## START Exercise materials

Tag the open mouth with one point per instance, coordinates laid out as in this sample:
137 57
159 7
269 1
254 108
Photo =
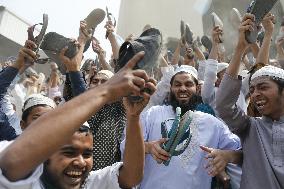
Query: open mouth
183 96
260 104
74 177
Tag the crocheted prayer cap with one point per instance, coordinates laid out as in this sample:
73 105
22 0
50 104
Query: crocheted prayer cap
188 69
270 71
38 99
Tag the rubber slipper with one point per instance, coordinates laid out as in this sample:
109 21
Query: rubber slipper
206 42
259 8
236 18
95 18
217 22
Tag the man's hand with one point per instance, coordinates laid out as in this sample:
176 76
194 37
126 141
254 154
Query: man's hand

## END Exercise materials

Written task:
Copy all of the rows above again, requests included, shifting every answer coordinate by -24 while leaving the sample coordinates in the requests unchanged. Leave the pictures out.

Written response:
Tag the open mouth with one point per instance, coordinates laid out as in this sample:
137 57
159 7
269 1
254 108
Photo =
Query: open mouth
159 72
236 80
50 153
Tag the crocheted prayer cap with one point per instance, coordinates laid out as in this sample:
73 105
22 0
50 104
Query: crocheted prayer cap
164 45
246 47
14 75
Tag the rubber slipper with one point per instance, coordinates laid out as in this sample:
109 21
Query: rubber slipper
182 18
235 -16
212 -6
71 -6
193 -2
Tag the man's hand with one point per instance, coordinates laid out as in this sample:
176 76
194 37
126 141
254 154
Query: man's hand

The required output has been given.